• **STATED PROBLEM**: Please write out all the records below again, substituting "mark" for every occurrence of "locate" and keeping everything else unchanged.

-- START OF AVAILABLE DATA --

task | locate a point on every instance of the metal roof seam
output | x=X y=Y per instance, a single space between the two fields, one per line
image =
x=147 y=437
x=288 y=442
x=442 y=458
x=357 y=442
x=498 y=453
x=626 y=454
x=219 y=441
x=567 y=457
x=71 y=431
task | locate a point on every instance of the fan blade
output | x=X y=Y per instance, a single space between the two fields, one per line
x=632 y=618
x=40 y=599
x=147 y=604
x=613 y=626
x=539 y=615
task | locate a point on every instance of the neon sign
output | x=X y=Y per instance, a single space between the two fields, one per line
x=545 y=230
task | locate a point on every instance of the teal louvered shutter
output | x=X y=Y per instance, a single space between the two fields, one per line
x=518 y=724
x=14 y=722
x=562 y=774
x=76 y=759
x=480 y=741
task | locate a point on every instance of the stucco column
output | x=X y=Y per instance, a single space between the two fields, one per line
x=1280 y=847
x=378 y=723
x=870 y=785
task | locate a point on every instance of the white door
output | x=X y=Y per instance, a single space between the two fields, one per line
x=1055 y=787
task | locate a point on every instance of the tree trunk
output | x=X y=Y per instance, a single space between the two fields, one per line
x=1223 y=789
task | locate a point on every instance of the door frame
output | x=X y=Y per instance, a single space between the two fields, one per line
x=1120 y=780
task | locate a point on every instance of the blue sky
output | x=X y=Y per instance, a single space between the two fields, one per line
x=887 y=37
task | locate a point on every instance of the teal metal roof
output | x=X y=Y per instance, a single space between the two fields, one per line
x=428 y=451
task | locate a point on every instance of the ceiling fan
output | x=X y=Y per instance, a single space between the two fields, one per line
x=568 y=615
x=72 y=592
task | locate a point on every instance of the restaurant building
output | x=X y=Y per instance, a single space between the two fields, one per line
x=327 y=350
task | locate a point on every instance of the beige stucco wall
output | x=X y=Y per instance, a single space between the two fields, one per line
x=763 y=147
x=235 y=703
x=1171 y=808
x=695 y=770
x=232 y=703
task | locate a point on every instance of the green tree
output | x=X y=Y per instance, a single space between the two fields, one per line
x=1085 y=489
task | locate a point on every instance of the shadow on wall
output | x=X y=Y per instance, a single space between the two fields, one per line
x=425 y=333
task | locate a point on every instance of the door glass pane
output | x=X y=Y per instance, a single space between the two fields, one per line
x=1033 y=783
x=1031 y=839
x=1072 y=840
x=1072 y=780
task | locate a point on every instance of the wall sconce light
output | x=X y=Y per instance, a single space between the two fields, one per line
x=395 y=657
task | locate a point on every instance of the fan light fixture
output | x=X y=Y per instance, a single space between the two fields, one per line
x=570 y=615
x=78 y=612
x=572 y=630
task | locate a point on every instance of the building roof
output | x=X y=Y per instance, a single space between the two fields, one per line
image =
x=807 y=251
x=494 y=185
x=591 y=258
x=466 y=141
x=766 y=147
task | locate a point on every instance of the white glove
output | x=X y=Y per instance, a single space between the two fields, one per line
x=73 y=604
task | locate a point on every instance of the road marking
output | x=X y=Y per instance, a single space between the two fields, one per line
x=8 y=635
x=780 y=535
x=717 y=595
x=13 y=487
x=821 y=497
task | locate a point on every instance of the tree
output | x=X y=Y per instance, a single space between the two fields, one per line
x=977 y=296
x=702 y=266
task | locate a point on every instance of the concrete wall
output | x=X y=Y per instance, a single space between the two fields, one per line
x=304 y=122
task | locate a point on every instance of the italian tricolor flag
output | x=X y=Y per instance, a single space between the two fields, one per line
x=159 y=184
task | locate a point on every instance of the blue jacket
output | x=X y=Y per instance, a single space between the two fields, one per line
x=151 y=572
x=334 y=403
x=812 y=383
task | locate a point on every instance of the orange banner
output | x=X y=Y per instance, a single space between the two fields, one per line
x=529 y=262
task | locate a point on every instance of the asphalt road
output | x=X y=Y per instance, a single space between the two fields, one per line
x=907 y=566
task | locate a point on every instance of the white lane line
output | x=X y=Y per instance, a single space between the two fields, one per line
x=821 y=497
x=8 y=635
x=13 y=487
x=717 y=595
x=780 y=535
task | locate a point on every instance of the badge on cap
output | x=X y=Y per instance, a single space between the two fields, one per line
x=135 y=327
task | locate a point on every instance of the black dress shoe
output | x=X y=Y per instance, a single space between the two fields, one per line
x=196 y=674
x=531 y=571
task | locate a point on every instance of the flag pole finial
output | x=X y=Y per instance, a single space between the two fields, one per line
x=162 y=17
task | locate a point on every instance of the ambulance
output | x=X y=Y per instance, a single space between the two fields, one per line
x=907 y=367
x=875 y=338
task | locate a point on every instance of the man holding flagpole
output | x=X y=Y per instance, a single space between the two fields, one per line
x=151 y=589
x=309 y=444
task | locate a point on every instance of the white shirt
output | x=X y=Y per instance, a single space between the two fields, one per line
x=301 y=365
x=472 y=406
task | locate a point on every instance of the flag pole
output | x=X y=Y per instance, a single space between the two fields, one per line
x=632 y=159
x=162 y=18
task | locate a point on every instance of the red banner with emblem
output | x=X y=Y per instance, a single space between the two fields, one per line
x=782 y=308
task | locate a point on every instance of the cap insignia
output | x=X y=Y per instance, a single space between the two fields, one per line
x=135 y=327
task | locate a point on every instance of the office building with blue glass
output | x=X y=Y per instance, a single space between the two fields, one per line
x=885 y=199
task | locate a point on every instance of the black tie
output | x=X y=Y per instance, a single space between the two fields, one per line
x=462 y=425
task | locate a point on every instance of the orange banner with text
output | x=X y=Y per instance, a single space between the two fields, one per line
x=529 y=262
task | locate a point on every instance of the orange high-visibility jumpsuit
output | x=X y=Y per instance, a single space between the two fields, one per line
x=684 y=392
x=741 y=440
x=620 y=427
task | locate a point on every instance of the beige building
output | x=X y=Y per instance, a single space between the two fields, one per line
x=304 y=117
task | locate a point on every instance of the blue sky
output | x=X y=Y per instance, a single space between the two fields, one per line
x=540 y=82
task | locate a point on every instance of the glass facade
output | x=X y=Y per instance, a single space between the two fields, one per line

-- END OF AVAILABLE DATA --

• **IN RESPONSE**:
task | mark a point on every instance of the metal roof seam
output | x=X y=Y per instance, a single space between the two fields, one per line
image =
x=147 y=437
x=288 y=442
x=442 y=458
x=357 y=442
x=498 y=453
x=626 y=454
x=219 y=441
x=567 y=457
x=71 y=431
task | mark a point on every instance of the fan blade
output | x=X y=Y per instance, a single space between the two fields, one per line
x=632 y=618
x=40 y=599
x=147 y=604
x=613 y=626
x=539 y=615
task | mark a point on every instance of the neon sign
output | x=X y=Y per instance, a single space between the two fields, one per line
x=545 y=230
task | mark a point on every instance of the teal louvered shutter
output | x=X y=Y per instance, a single space between the two fields, one per line
x=518 y=724
x=14 y=722
x=562 y=774
x=76 y=759
x=480 y=741
task | mark a point on every instance of the stucco column
output | x=X y=Y per instance, a single space between the two fields, one per line
x=1280 y=847
x=378 y=723
x=870 y=785
task | mark a point on every instance of the white door
output | x=X y=Y per instance, a single space between the two fields, one per line
x=1055 y=787
task | mark a point on every instance of the tree trunk
output | x=X y=Y per instance, a single space between the two fields, one per line
x=1223 y=789
task | mark a point on every instance of the door frame
output | x=X y=Y per instance, a single space between the two fields, one per line
x=1120 y=780
task | mark a point on every instance of the blue sky
output | x=X y=Y per instance, a single space between the two fields, one per line
x=887 y=37
task | mark a point on every instance of the teal metal roof
output | x=X y=Y per instance, a single space between the two fields, one per line
x=428 y=451
task | mark a point on every instance of the ceiling fan
output | x=X y=Y per instance, a single space between the two fields, one per line
x=568 y=615
x=72 y=592
task | mark a point on every instance of the restaurant building
output | x=X y=Y per instance, a single space between the two fields, one per line
x=327 y=350
task | mark a point on every instance of the beige stucco wall
output | x=X y=Y per instance, a single space between the two fields, one per line
x=763 y=147
x=235 y=703
x=1171 y=808
x=695 y=770
x=232 y=703
task | mark a point on every instance of the green tree
output | x=X y=Y per instance, a single space between the two fields, one per line
x=1085 y=489
task | mark a point on every instance of the shadow on wall
output | x=X y=Y per instance, a single space between the two fields, one per line
x=425 y=333
task | mark a point on every instance of the door glass pane
output | x=X y=Y per instance, a single space between the two fields, one per line
x=1033 y=783
x=1031 y=839
x=1072 y=840
x=1072 y=780
task | mark a point on every instance of the wall sconce light
output | x=X y=Y per instance, a single space between the two fields, one per line
x=395 y=657
task | mark a point on every instance of the fan light fixture
output | x=X y=Y per instance, a single space between the two fields, one per line
x=570 y=615
x=78 y=612
x=572 y=630
task | mark a point on every instance of the building roof
output | x=X y=Y per instance, a single space between the two fields, one per line
image =
x=807 y=251
x=494 y=185
x=591 y=258
x=466 y=141
x=766 y=147
task | mark a point on every instance of the white glove
output | x=X y=Y per instance, a single space between the two fields, one per line
x=73 y=604
task | mark a point on every instance of the road marking
output | x=X y=Y per instance, a single space between the two fields, one per line
x=8 y=635
x=780 y=535
x=717 y=595
x=13 y=487
x=821 y=497
task | mark a point on every instance of the tree
output | x=X y=Y per instance, a single space between the two fields, one per line
x=977 y=296
x=702 y=266
task | mark a point on every instance of the concrete wall
output | x=X y=Y per instance, a single space between the two fields, one per line
x=304 y=122
task | mark a point on every instance of the italian tricolor flag
output | x=X y=Y per instance, a single space between the two fields, one per line
x=159 y=184
task | mark a point on every instance of the blue jacket
output | x=X y=Y per instance, a single space between the two fields, one per line
x=151 y=572
x=334 y=403
x=812 y=383
task | mark a point on every instance of the orange banner
output | x=X y=Y per instance, a single space between the two fields, one per line
x=529 y=262
task | mark a point on every instance of the asphalt road
output | x=X y=Y per instance, a single space between the two fields, one per line
x=907 y=566
task | mark a point on every instance of the white lane line
output | x=X y=Y per instance, a single space between the two fields, one per line
x=821 y=497
x=8 y=635
x=13 y=487
x=717 y=595
x=780 y=535
task | mark a point on every instance of the badge on cap
output | x=X y=Y per instance, a single space between the two fields, one per line
x=135 y=327
task | mark a point on every instance of the black dress shoe
output | x=X y=Y per instance, a single space between the two fields, one per line
x=196 y=674
x=531 y=571
task | mark a point on every instance of the flag pole finial
output | x=X y=Y per instance, a single space between the two fields, one per line
x=162 y=17
task | mark a point on every instance of the ambulance
output | x=X y=Y per instance, a single space between the two fields, one per line
x=907 y=367
x=875 y=338
task | mark a point on every instance of the man holding flagpole
output | x=X y=Y per instance, a single space between the two fields, one per line
x=151 y=589
x=309 y=444
task | mark a point on every instance of the white shirt
output | x=X y=Y per instance, a single space between the two fields, one per line
x=301 y=365
x=472 y=406
task | mark a point on every instance of the flag pole
output | x=X y=Y per instance, a single space between the two fields, one per line
x=632 y=159
x=162 y=18
task | mark a point on every instance of the red banner with emblem
output | x=X y=Y per instance, a single space between the two fields, one per line
x=782 y=308
task | mark a point on every instance of the cap insignia
output | x=X y=Y per instance, a single space between the two fields, one per line
x=135 y=327
task | mark a point on every instance of the office building with blue glass
output | x=X y=Y per instance, a single space between the two fields, one per line
x=885 y=199
task | mark a point on every instance of the black tie
output | x=X y=Y per instance, a single space between the two fields, one per line
x=462 y=425
task | mark a point on every instance of the orange banner with text
output | x=X y=Y per instance, a single space between the two fields, one per line
x=529 y=262
task | mark a point on every instance of the orange high-visibility jumpsuit
output | x=X y=Y per instance, a single space between the two fields, one per line
x=684 y=392
x=741 y=440
x=620 y=427
task | mark a point on every instance of the beige building
output | x=X y=Y per instance, a single space between the two fields, one per line
x=304 y=117
task | mark a point on every instance of the blue sky
output | x=X y=Y per instance, a single space between the two fields, one per line
x=540 y=82
task | mark a point on every instance of the glass facade
output | x=X y=Y per instance, a single space between the two fields, one per line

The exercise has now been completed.